What you need to do:
Format the lines below, from the line containing "Prompted segmentation: each" through the line containing "rough mask: <svg", as a JSON list of strings with one string per line and no blank lines.
*** Opening of Source data ***
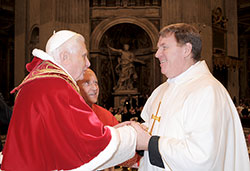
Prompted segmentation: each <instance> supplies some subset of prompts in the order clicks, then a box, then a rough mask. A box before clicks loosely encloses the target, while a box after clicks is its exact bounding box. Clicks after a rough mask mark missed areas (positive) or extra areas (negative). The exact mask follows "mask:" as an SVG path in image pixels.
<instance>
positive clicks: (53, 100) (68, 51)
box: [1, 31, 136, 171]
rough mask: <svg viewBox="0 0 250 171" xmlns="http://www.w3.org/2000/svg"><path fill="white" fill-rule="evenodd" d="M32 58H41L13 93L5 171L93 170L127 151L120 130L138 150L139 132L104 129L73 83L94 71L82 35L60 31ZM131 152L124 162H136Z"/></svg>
*** Close of Source data ***
*** Opening of Source data ***
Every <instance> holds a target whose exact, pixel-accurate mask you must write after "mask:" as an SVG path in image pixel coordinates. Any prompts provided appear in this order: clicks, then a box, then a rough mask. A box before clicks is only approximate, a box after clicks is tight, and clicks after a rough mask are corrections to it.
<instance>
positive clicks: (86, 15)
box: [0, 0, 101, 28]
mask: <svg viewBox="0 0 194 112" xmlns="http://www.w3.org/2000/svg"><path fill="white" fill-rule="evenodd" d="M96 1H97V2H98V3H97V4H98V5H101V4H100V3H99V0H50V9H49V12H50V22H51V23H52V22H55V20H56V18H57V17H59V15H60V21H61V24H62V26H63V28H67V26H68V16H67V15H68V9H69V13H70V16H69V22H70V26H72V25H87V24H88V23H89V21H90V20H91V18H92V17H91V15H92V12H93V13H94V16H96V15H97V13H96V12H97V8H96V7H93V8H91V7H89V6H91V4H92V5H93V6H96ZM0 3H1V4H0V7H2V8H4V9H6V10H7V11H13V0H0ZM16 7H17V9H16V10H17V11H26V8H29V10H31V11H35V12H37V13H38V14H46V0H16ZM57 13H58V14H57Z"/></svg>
*** Close of Source data ***
*** Opening of Source data ***
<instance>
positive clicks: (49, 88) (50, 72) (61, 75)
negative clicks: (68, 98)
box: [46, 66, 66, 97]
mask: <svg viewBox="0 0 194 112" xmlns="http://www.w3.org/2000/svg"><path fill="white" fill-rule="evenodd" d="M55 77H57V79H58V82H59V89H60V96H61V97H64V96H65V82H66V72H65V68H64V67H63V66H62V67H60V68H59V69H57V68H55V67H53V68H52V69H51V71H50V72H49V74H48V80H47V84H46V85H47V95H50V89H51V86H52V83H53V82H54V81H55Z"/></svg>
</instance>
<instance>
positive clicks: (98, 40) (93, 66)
*** Close of Source data ***
Finished exercise:
[
  "Prompted segmentation: each <instance> supplies some subset of prompts in the order clicks, then a box, then a rough mask. A box before clicks loosely encloses the target, while a box after clicks is its exact bounding box. Clicks after a rough mask mark missed areas (positive) or extra areas (negative). The exact mask follows \"mask:\" as an SVG path in image pixels.",
  "<instance>",
  "positive clicks: (53, 100) (68, 51)",
  "box: [1, 31, 136, 171]",
  "rough mask: <svg viewBox=\"0 0 250 171\" xmlns=\"http://www.w3.org/2000/svg\"><path fill=\"white\" fill-rule=\"evenodd\" d=\"M32 58H41L13 93L5 171L93 170L127 151L120 130L138 150L139 132L104 129L73 83L94 71L82 35L60 31ZM131 152L124 162H136Z\"/></svg>"
]